Copy the listing below verbatim. Begin with its first line and stop after the line that contains "[[107, 529]]", including both ends.
## BEGIN
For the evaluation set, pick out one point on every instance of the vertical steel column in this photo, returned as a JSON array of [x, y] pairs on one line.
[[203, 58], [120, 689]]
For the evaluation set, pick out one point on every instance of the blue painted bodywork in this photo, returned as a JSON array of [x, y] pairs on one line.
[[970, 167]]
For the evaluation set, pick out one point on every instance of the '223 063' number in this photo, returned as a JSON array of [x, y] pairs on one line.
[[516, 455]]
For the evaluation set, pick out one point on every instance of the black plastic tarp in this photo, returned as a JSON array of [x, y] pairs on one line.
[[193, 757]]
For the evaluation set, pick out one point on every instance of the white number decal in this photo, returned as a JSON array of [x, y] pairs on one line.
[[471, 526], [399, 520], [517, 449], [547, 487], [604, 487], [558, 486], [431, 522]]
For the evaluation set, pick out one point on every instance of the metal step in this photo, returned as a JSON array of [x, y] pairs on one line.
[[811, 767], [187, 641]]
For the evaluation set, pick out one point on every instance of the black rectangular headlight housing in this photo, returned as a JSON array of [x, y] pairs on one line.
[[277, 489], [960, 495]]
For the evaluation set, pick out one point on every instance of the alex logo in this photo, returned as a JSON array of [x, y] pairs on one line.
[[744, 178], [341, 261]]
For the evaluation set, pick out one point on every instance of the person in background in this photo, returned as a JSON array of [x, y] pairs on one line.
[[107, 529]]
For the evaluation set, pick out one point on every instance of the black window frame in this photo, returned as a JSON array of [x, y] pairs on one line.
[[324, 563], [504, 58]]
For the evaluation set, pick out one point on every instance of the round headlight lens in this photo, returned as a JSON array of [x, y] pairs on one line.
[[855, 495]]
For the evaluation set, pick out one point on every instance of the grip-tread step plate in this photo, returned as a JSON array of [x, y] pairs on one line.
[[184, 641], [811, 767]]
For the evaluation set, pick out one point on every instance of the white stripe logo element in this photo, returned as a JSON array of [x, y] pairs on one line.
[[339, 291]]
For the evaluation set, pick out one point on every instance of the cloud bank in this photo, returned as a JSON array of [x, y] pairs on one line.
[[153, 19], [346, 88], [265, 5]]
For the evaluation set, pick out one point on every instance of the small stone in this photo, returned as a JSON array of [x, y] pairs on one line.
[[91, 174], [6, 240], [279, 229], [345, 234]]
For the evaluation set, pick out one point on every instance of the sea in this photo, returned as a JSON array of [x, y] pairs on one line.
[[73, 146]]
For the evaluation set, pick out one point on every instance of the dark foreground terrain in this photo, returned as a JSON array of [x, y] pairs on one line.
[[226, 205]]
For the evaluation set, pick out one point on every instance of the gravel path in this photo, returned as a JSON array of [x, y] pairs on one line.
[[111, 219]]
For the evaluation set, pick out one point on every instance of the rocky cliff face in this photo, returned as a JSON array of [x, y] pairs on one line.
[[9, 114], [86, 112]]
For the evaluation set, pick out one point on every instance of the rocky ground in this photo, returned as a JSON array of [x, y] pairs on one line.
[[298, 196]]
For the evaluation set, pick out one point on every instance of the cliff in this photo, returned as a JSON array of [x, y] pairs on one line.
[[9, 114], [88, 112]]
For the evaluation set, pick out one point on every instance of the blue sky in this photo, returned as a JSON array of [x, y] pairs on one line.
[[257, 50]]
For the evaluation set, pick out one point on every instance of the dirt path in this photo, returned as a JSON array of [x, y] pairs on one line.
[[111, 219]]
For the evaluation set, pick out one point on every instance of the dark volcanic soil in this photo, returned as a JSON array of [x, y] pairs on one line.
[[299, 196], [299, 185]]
## END
▶ [Written solution]:
For the evaluation set, pick out one point on every instance of the vertical steel column in this photo, returned as a JSON array of [x, y] pairs on one line.
[[203, 58], [120, 689]]
For the evaluation set, pick out one point on every instance of the blue painted bodywork in this photo, returned as a JSON array of [x, y] pairs on one line.
[[970, 167]]
For the evaluation set, pick out one point on every instance of the '223 063' number in this photo, returned as a JSON array of [x, y] pairs on one line.
[[516, 455]]
For the evaluation set, pick out one point on every instance of the black plastic tarp in this photo, returned as a JSON array of [x, y] pairs on one line.
[[193, 757]]
For the evaluation set, pick out one point on every instance of the white number decal in this photo, returned as a JSON array of [x, y] pairs on one line.
[[471, 526], [399, 520], [517, 449], [547, 487], [604, 487], [558, 486], [431, 522]]
For the evaluation set, pick out one point on every instance of the metal step in this photo, returned as a JSON array of [x, y] pairs on one line.
[[811, 767], [187, 641]]
For the evaluation set, pick out one point on every instance of the black rectangular headlight housing in this photo, returned as a JSON array of [x, y] pairs on one line.
[[277, 489], [960, 495]]
For the evaluation set, pick out one point on every instance of the alex logo in this photo, returned as a JSON array of [x, y] pairs on one line.
[[744, 178], [341, 261]]
For the evaluation set, pick out one point on every instance of the person in background in this photo, returned as a JSON array of [x, y] pairs on one line.
[[107, 529]]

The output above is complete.